Rewrite the lines below, changing every "praying mantis" to "mantid" and leaving everything else untouched.
>> start Data shown
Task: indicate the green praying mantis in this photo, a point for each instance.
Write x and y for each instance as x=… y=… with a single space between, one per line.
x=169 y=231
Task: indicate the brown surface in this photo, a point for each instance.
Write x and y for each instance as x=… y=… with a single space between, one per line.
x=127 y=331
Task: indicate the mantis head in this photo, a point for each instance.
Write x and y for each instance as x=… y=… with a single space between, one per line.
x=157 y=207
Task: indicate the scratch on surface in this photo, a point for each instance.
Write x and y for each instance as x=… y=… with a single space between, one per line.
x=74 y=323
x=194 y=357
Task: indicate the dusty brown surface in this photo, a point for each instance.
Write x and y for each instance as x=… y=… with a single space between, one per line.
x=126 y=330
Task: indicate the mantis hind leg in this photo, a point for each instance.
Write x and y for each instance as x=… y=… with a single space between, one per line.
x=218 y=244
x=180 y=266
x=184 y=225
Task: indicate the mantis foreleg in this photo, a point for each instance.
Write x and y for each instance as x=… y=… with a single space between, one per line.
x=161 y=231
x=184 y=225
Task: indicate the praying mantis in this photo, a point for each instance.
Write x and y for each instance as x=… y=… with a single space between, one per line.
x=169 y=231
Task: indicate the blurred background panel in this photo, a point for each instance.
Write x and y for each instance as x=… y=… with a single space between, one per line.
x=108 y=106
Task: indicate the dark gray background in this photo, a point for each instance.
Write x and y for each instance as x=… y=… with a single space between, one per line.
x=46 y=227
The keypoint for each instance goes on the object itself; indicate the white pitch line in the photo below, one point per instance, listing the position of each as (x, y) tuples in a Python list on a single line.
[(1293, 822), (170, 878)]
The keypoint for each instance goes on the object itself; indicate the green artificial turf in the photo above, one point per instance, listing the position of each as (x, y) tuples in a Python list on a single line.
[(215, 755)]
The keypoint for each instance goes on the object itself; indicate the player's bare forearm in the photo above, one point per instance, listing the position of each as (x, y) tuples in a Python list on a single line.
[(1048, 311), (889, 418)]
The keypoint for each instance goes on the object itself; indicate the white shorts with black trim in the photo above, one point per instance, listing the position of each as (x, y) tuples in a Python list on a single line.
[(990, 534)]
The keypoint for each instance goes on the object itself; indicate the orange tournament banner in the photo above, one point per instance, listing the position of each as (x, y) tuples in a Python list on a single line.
>> end Data shown
§ **Task result**
Task: indicate the green mantid in this photo, a point for each instance.
Write x and y for each instance as x=… y=… with a single space between, one per line.
x=169 y=231
Task: indicate the brown surface in this photo, a point for each instance.
Write x and y for each instance as x=… y=… with a single space between, one per line.
x=127 y=331
Task: indicate the mantis head in this photo, a point for each instance.
Write x and y for each instance as x=… y=… with a single space between, one per line.
x=157 y=207
Task: indicate the scratch on surface in this photo, a point for each instance.
Write x and y for each instance as x=… y=… with a single space between, one per line.
x=74 y=323
x=194 y=357
Task: indicate the dusty brown surface in this photo, a point for each instance.
Write x and y for each instance as x=… y=… with a single space between, one per line.
x=126 y=330
Task: indicate the mantis hind leg in this photo, a point for each instance.
Write x and y for each instance as x=… y=… with a single space between, one per line.
x=218 y=244
x=180 y=266
x=184 y=225
Task: indicate the mantis foreleg in this photo, a point for each instance.
Write x and y for each instance as x=… y=… with a single space between, one per line.
x=161 y=231
x=184 y=225
Task: indicate the mantid in this photo, a point for each instance.
Write x and y for each instance as x=… y=… with a single space between, one per line.
x=169 y=231
Task: indicate the blurred background panel in this photo, a point for each instance.
Write x and y for each instance as x=… y=… with a single space between, one per line.
x=108 y=106
Task: indicate the dark gray background in this photo, a point for each instance.
Write x and y for each instance as x=… y=… with a single space between, one per line.
x=46 y=227
The keypoint for each instance goes on the object itself; indicate the white pitch line in the photo below, one point per instance, listing the position of each as (x, y) tuples in a Python list on a single line.
[(1293, 822), (170, 878)]
The keypoint for each instance goes on the object itself; indicate the green artificial turf in the photo above, one point per instance, listing the position of each as (x, y) tuples in a Python list on a single line.
[(215, 755)]
The keypoint for each instance goes on the object itself; indicate the player's bare forearm in the photo above, one point per instance, listing the position of each as (x, y) tuples in a Python list on a single line.
[(1048, 311), (889, 418)]
The keypoint for each instance goes on the object itself; indicate the white shorts with black trim in the photo above, one point per instance, listing the position of each as (x, y) tuples in a Python list on a single line.
[(990, 534)]
The keypoint for each instance goes on the object itself; indicate the orange tournament banner in the photo above, one point per instance, listing the position of each as (x, y) tuples in a Python list on a single line.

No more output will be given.